§ **Текст для чтения**
——

Характерно для эсхатологического настроения памятника это место об апостолах и их наследниках. Апостолы благовествовали грядущее царство Божье. Точно так же и их наследники, епископы и диаконы, призваны на проповедь «веры в будущее». Ударение ставится здесь именно на том чаемом царстве, а никак не на земном, пребывающем граде. Интерес христианской проповеди в глазах людей того времени лежит в будущем. Эта аскетическая незаинтересованность в настоящем обосновывается ожиданием близкой «парусин» Господа. Интересы земные: семья, нация, общество, государство – все это преходящий призрак.
Вообще же слова о епископах и диаконах надо ставить в связь с прощальной беседой ап. Павла, обращенной к мелитским епископам (Дн. Ап. 20и след.), и наставлениями ап. Павла ап. Титу (15 и след.). Понятие епископа и пресвитера еще не вполне разграничено. Дело епископов (пресвитеров) – приносить Дары (XLIV 4–5).
Литургия называется не преломлением хлеба, как в Дидахи, а приношением Даров. Известны уже «пространные молитвы и моления (ходатайственные)» (LIX 2).
Богословское содержание этого послания, понятно, не отличается глубиной. До богословской проблематики сознание автора еще не дозрело, да и время к тому не побуждало. Тем не менее ряд вероучительных истин могут быть почерпнуты из этого памятника.

——

§ **Что нужно сделать**
A – Перечислите земные интересы, которые в тексте для чтения названы преходящим призраком.
B – Переведите на английский язык предложение из текста для чтения: «Литургия называется не преломлением хлеба, как в Дидахи, а приношением Даров».

——

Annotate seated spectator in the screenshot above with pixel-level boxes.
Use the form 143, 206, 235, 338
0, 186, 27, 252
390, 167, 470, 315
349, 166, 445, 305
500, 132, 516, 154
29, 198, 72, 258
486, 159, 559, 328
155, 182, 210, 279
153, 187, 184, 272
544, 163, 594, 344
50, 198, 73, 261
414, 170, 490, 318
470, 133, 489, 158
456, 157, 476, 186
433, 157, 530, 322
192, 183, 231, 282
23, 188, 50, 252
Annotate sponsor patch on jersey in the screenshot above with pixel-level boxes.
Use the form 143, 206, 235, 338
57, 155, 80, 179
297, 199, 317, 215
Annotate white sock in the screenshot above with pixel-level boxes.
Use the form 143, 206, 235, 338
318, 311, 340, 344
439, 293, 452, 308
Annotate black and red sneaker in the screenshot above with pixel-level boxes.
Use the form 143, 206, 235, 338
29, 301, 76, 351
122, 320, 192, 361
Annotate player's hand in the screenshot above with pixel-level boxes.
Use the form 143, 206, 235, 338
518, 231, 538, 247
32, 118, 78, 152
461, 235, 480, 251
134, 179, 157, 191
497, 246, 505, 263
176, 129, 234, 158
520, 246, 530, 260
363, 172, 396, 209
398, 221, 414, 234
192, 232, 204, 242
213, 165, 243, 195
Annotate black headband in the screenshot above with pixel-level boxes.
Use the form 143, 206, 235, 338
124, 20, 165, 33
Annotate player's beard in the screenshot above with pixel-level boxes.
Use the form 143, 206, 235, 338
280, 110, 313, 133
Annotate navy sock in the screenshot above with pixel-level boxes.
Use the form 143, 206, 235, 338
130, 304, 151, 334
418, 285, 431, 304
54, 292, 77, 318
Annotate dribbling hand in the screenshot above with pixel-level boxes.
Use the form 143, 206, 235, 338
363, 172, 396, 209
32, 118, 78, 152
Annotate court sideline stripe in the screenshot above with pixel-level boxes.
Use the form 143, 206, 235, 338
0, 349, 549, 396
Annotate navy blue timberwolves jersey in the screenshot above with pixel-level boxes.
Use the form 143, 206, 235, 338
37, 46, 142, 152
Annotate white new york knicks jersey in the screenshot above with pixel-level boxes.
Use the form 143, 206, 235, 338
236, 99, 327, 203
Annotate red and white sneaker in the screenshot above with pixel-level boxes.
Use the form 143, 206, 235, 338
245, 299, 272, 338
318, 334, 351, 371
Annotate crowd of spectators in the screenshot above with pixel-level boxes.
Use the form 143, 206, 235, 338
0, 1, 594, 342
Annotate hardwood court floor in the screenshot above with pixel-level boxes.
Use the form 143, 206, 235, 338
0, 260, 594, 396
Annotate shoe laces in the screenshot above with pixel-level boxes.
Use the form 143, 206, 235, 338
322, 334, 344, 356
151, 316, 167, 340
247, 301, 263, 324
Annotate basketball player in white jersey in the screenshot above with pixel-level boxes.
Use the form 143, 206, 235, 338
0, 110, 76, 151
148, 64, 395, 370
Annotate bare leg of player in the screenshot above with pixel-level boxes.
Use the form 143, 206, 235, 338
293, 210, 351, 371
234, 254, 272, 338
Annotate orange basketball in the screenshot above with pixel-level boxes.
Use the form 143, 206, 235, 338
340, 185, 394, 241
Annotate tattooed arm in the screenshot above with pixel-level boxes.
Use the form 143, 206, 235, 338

——

§ **Решённые задания**
A – Семья, нация, общество, государство.

B – The liturgy is called not the breaking of bread, as in the Didache, but the offering of the Gifts.